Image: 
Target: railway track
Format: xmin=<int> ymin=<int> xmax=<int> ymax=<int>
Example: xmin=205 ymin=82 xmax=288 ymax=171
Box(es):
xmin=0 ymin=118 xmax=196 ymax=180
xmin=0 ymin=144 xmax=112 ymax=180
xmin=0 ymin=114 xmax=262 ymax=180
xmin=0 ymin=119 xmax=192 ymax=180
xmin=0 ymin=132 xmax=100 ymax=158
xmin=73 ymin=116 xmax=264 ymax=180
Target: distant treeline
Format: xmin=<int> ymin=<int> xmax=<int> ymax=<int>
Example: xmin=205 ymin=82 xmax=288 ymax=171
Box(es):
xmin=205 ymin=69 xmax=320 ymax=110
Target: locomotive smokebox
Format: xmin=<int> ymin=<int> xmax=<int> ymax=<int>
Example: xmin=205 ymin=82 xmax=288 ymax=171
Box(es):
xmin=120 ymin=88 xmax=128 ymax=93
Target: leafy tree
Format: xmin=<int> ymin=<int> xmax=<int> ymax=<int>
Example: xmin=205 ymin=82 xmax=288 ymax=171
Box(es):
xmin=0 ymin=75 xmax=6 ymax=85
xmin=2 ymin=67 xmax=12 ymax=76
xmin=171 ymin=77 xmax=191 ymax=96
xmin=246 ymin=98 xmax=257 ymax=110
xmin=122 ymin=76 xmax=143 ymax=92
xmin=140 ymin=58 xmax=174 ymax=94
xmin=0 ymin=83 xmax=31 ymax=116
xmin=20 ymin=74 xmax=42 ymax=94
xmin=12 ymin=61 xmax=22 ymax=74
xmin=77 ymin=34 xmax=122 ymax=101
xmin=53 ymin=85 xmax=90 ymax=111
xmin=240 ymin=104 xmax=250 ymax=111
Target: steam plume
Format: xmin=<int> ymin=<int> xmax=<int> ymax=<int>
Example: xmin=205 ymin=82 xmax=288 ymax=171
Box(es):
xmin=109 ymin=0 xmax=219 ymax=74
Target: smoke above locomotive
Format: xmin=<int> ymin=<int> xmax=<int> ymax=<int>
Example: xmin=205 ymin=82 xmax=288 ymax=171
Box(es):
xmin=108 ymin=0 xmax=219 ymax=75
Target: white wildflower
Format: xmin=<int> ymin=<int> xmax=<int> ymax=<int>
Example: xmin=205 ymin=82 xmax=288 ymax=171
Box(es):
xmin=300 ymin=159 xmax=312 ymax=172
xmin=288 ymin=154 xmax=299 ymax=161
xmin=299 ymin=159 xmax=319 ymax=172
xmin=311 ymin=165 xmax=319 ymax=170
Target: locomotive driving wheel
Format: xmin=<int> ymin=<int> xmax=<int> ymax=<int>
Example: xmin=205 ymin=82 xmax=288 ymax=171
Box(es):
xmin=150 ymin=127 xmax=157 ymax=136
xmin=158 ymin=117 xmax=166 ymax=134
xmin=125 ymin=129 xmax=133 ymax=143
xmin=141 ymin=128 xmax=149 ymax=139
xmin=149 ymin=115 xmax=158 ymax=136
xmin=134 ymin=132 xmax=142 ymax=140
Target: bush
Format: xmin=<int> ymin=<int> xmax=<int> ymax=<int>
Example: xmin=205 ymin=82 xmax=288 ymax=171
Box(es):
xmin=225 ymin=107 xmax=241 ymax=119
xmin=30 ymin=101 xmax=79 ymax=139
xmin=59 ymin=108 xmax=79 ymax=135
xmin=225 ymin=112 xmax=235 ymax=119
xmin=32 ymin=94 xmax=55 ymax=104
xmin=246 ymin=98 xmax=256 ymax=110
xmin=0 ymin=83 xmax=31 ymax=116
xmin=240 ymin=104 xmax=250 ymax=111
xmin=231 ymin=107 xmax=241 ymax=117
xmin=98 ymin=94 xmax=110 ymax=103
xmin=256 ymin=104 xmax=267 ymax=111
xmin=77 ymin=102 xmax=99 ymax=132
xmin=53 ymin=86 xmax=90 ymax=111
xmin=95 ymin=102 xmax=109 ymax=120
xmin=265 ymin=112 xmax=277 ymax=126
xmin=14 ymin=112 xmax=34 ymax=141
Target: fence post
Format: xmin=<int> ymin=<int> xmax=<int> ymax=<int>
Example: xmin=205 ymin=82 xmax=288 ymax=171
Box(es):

▸ **Task to complete**
Extract each line from the listing above, please, and repeat it exactly.

▸ **Solution to this task**
Image: 
Target: railway track
Format: xmin=<int> ymin=<int> xmax=<int> ymax=<int>
Example: xmin=205 ymin=82 xmax=288 ymax=171
Box(es):
xmin=0 ymin=118 xmax=196 ymax=180
xmin=0 ymin=144 xmax=112 ymax=180
xmin=0 ymin=114 xmax=262 ymax=180
xmin=0 ymin=119 xmax=192 ymax=180
xmin=0 ymin=132 xmax=100 ymax=158
xmin=73 ymin=116 xmax=264 ymax=180
Target: distant treeline
Format: xmin=<int> ymin=<int> xmax=<int> ymax=<int>
Example: xmin=205 ymin=82 xmax=288 ymax=171
Box(es):
xmin=205 ymin=69 xmax=320 ymax=110
Target: locomotive smokebox
Format: xmin=<int> ymin=<int> xmax=<int> ymax=<int>
Example: xmin=205 ymin=82 xmax=288 ymax=171
Box(es):
xmin=120 ymin=88 xmax=128 ymax=93
Target: leafy tree
Format: xmin=<int> ymin=<int> xmax=<int> ymax=<int>
Example: xmin=205 ymin=82 xmax=288 ymax=171
Box(es):
xmin=0 ymin=75 xmax=6 ymax=85
xmin=2 ymin=67 xmax=12 ymax=76
xmin=171 ymin=77 xmax=191 ymax=96
xmin=246 ymin=98 xmax=257 ymax=110
xmin=122 ymin=76 xmax=143 ymax=92
xmin=140 ymin=58 xmax=174 ymax=94
xmin=0 ymin=83 xmax=31 ymax=116
xmin=20 ymin=74 xmax=42 ymax=94
xmin=12 ymin=61 xmax=22 ymax=74
xmin=77 ymin=34 xmax=122 ymax=101
xmin=53 ymin=85 xmax=90 ymax=111
xmin=240 ymin=104 xmax=250 ymax=111
Target: steam plume
Format: xmin=<int> ymin=<int> xmax=<int> ymax=<int>
Example: xmin=205 ymin=82 xmax=288 ymax=171
Box(es):
xmin=109 ymin=0 xmax=219 ymax=74
Target: smoke above locomotive
Format: xmin=<int> ymin=<int> xmax=<int> ymax=<int>
Example: xmin=205 ymin=82 xmax=288 ymax=171
Box(es):
xmin=108 ymin=0 xmax=219 ymax=75
Target: white wildflower
Format: xmin=<int> ymin=<int> xmax=<int> ymax=<int>
Example: xmin=205 ymin=82 xmax=288 ymax=171
Box(es):
xmin=300 ymin=159 xmax=312 ymax=172
xmin=288 ymin=154 xmax=299 ymax=161
xmin=299 ymin=159 xmax=319 ymax=172
xmin=311 ymin=165 xmax=319 ymax=170
Target: locomotive driving wheel
Format: xmin=<int> ymin=<int> xmax=<int> ymax=<int>
Example: xmin=205 ymin=82 xmax=288 ymax=171
Box(es):
xmin=150 ymin=127 xmax=157 ymax=136
xmin=158 ymin=117 xmax=166 ymax=134
xmin=125 ymin=129 xmax=133 ymax=143
xmin=141 ymin=128 xmax=149 ymax=139
xmin=149 ymin=115 xmax=158 ymax=136
xmin=134 ymin=132 xmax=142 ymax=140
Target: bush
Format: xmin=<int> ymin=<int> xmax=<int> ymax=<int>
Example: xmin=205 ymin=82 xmax=288 ymax=171
Box(es):
xmin=225 ymin=107 xmax=241 ymax=119
xmin=30 ymin=101 xmax=79 ymax=139
xmin=59 ymin=108 xmax=79 ymax=135
xmin=225 ymin=112 xmax=235 ymax=119
xmin=32 ymin=94 xmax=55 ymax=104
xmin=246 ymin=98 xmax=256 ymax=110
xmin=0 ymin=83 xmax=31 ymax=116
xmin=240 ymin=104 xmax=250 ymax=111
xmin=231 ymin=107 xmax=241 ymax=117
xmin=98 ymin=94 xmax=110 ymax=103
xmin=256 ymin=104 xmax=267 ymax=111
xmin=77 ymin=102 xmax=99 ymax=132
xmin=53 ymin=86 xmax=90 ymax=111
xmin=95 ymin=102 xmax=109 ymax=120
xmin=265 ymin=112 xmax=277 ymax=126
xmin=14 ymin=112 xmax=34 ymax=141
Target: fence post
Format: xmin=<int> ymin=<int> xmax=<int> ymax=<int>
Example: xmin=205 ymin=82 xmax=288 ymax=171
Box(es):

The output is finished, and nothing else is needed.